### Tekst van het artikel
# # # # #

Van een onzer verslaggevers
Willemstad - ‘Een streng leenbeleid’. Dat adviseert de Raad van Advies de regering. En áls er wordt geleend in principe alleen voor het plegen van investeringen.

rva

Dat staat te lezen in de Algemene Beschouwing bij de landsbegroting 2019 van Curaçao, zoals in handen van en geanalyseerd door het Antilliaans Dagblad.
,,Gelet op het risico voor de overheidsbegroting vanwege de toenemende staatsschuld waarbij de verdiencapaciteit van de overheid achterloopt als gevolg van de tegenvallende economische groei wordt de overheid in overweging gegeven - naast dat volop inspanning gepleegd dient te worden voor het op gang brengen van structurele economische groei - een streng leenbeleid te voeren door slechts in hoogst noodzakelijke gevallen leningen aan te gaan (voor investeringen), totdat het aflossingspotentieel van de overheid voldoende is. Om gestalte te geven aan een streng leenbeleid en om dit beleid te waarborgen wordt de regering - zoals reeds geadviseerd door de raad in zijn advies van 28 augustus 2017 inzake de ontwerpbegroting voor het dienstjaar 2018 - wederom geadviseerd op korte termijn een schuldquotenorm vast te stellen en deze in de wet te verankeren.”
De raad wijst erop dat uit ‘Economische indicatoren 2010-2017’ van de Nota van Financiën blijkt dat de overheidsschuld als percentage van het bruto binnenlands product (bbp) in 2017 al is opgelopen tot boven de 50 procent. Dit percentage zal gezien de verwachte beperkte groei van het bbp (lees: de economie) en de verdere toename van de schulden de komende jaren naar verwachting nog verder oplopen, terwijl het Internationaal Monetair Fonds (IMF) voor kleine, open en kwetsbare economieën als die van Curaçao een maximale staatsschuld van 40 procent van het bbp adviseert. ,,De steeds toenemende staatsschuld waaruit toenemende rentelasten en aflossingsverplichtingen voortvloeien voor de overheid, in combinatie met een stagnerende economie kan bij ongewijzigd beleid een adequate uitvoering van de overheidstaken op termijn (verder) in gevaar doen komen.”

# # # # #

### Aangeleverde gegevens
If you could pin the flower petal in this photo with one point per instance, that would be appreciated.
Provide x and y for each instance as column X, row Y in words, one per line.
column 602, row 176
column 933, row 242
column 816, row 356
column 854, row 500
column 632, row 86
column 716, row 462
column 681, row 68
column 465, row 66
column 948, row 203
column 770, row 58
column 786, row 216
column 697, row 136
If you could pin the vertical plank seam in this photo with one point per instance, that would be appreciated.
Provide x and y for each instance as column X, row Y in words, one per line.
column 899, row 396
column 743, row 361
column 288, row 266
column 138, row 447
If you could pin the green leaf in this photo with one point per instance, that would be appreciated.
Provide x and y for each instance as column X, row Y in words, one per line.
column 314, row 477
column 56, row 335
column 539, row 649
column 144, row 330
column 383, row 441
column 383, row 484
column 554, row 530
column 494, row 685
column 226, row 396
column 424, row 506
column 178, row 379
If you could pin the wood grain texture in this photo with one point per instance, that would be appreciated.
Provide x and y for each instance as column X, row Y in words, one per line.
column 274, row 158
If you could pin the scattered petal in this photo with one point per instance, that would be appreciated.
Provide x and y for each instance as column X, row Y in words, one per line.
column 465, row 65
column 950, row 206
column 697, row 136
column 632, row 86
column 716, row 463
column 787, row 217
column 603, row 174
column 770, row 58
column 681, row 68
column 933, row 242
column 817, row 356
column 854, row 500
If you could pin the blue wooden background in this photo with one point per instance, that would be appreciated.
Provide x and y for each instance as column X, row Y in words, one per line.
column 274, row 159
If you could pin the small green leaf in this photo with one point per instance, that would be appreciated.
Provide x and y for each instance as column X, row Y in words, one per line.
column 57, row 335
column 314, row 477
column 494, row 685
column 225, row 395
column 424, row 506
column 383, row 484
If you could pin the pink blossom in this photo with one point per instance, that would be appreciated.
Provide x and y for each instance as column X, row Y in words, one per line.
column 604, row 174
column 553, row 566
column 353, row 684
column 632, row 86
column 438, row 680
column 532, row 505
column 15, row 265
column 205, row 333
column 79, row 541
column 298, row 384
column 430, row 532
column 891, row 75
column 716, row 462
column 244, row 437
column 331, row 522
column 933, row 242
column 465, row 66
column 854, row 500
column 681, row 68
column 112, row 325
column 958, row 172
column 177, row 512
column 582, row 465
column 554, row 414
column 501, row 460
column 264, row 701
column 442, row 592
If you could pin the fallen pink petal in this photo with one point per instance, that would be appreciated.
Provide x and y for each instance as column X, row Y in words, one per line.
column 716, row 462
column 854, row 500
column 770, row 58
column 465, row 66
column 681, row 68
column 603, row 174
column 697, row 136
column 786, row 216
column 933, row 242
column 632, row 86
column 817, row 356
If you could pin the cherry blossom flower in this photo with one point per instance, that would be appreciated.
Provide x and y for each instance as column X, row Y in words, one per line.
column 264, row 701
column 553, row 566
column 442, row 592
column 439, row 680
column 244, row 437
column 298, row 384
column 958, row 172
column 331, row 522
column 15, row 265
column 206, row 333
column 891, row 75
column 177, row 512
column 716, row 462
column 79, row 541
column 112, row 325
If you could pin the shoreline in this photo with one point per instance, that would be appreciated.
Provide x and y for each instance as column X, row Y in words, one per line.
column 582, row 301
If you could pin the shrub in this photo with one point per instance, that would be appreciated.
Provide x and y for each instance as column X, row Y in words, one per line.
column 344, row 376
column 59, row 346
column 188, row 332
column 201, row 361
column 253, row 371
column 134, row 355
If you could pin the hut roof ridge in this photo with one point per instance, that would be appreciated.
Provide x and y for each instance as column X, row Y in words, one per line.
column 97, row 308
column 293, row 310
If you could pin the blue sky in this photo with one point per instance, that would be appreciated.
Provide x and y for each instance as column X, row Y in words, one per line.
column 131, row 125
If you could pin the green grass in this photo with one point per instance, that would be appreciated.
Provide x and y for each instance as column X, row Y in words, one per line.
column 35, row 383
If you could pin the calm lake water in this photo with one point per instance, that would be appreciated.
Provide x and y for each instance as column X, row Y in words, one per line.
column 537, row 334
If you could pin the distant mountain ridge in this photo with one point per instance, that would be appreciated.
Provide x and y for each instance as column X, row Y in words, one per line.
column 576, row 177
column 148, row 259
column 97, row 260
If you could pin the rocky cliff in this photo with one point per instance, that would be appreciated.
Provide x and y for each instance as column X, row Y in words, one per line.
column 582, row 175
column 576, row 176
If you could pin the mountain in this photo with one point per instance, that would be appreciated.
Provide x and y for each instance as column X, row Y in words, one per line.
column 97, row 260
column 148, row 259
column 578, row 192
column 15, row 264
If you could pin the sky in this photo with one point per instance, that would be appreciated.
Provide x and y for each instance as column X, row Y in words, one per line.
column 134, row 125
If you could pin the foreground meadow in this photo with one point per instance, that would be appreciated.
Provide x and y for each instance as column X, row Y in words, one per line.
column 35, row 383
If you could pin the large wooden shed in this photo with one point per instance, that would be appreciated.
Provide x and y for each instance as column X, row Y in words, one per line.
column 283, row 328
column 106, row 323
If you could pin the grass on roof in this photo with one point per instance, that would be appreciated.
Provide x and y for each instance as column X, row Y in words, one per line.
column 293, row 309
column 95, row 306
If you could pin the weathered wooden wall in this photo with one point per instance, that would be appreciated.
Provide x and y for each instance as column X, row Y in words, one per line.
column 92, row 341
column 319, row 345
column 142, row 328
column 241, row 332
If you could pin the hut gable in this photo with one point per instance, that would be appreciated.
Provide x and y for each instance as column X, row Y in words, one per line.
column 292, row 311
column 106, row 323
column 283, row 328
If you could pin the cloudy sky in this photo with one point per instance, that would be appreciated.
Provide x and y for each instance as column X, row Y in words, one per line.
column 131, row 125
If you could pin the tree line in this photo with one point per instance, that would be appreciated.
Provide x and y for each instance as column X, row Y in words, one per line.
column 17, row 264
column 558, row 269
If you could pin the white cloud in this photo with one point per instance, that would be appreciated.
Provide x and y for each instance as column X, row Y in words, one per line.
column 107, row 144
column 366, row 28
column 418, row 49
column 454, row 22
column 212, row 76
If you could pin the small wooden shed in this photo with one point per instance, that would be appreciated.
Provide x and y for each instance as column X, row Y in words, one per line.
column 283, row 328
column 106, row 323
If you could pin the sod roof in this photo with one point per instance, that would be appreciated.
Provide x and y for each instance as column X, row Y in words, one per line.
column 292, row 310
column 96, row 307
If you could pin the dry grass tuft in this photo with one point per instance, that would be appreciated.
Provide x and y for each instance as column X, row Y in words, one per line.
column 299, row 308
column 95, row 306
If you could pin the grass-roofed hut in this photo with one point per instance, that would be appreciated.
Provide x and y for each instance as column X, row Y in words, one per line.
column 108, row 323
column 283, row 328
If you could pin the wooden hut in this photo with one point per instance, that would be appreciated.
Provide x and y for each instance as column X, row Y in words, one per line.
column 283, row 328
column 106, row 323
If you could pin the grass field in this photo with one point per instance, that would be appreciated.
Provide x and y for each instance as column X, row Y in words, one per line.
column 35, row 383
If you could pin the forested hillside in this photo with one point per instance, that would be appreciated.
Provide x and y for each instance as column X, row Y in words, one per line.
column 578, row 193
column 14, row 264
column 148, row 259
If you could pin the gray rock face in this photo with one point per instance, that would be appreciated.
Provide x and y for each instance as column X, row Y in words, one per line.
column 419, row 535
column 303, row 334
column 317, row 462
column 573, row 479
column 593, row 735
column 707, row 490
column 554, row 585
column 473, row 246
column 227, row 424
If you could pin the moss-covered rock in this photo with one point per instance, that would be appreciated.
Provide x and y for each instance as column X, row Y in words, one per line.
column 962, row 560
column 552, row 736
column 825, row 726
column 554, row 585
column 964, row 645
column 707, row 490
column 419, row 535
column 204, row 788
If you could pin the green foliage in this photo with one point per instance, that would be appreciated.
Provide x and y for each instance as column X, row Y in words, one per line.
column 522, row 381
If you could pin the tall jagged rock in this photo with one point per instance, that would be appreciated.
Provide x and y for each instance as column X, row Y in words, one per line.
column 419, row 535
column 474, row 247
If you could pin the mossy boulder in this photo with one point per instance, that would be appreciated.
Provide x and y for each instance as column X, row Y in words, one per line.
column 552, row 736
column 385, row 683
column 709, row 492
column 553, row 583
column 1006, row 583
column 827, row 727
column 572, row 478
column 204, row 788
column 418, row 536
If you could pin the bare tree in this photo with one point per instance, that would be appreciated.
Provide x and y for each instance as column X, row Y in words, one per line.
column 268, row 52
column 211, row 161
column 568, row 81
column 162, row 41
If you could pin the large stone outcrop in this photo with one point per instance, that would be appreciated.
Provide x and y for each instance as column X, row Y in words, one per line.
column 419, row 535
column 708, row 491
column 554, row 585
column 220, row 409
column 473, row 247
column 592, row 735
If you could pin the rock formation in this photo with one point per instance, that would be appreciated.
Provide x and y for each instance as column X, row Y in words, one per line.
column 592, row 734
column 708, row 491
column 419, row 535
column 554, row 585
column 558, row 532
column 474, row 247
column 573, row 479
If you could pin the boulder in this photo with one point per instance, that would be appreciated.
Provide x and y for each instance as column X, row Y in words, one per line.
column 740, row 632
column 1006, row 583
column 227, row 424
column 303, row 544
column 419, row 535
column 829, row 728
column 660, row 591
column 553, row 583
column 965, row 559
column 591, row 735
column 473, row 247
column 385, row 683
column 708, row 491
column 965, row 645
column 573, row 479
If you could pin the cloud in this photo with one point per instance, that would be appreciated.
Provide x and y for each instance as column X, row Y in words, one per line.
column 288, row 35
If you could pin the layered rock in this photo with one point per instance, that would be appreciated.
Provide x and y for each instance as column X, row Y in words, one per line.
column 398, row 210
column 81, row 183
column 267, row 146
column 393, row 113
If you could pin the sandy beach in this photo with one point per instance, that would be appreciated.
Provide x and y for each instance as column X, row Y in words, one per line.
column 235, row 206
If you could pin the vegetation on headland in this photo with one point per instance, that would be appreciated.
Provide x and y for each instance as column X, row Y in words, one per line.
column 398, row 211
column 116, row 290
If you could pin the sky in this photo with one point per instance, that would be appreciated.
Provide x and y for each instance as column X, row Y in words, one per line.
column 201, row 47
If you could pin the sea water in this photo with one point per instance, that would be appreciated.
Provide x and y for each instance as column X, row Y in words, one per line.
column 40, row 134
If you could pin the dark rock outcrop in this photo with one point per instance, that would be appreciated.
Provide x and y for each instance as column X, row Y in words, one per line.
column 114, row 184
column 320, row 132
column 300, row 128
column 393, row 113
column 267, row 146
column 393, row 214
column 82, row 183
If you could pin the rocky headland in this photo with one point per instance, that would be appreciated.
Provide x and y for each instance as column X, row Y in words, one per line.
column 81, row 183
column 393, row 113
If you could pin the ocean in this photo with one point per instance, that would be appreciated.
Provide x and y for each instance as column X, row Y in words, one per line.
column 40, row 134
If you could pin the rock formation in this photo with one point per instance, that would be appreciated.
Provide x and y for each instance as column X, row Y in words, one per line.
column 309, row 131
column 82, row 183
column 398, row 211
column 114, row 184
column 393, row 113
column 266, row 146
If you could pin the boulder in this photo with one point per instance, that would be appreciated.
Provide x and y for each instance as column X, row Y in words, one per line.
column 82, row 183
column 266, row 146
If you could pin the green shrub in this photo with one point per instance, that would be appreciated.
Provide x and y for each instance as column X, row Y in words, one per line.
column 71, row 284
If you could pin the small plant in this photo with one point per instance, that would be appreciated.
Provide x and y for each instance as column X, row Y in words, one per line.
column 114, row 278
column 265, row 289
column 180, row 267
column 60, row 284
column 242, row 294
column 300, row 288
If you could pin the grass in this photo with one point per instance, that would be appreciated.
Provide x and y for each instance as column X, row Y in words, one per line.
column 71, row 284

# # # # #

### De opdracht
Geef het vervolg van het artikel over het leenadvies van de Raad van Advies, beginnend na de laatste zin. De items staan helemaal los van het artikel over het leenadvies van de Raad van Advies.

### Het resultaat
De regering-Rhuggenaath geeft aan dat de kaders voor het lenen al beperkt zijn tot investeringen conform de normen (onder andere de rentelastnorm) opgenomen in de Rijkswet financieel toezicht (Rft). In dat kader kan de regering zich vinden in de stelling dat niet alleen aan de rentelastnorm getoetst moet worden, maar dat óók de schuldpositie houdbaar moet zijn.
,,Echter de regering vindt het opmerkelijk, de invulling welke de Raad van Advies schijnt te geven aan de toepassing van het houdbaarheidscriterium”, aldus het officiële document van het kabinet. ,,Namelijk dat naast renteverplichtingen ook aan aflossingen meerjarig voldaan moet worden. Dat een land een schuldpositie heeft en houdt en telkens herfinanciert is normaal.”
Hierbij verwijst de regering ook naar een eerder advies van de raad om de schulden per 2020 niet af te lossen, maar te herfinancieren. Voorts bericht de regering dat indien te zijner tijd een schuldquotenorm wordt ingevoerd, deze uit zal gaan van de voor het land geldende omstandigheden.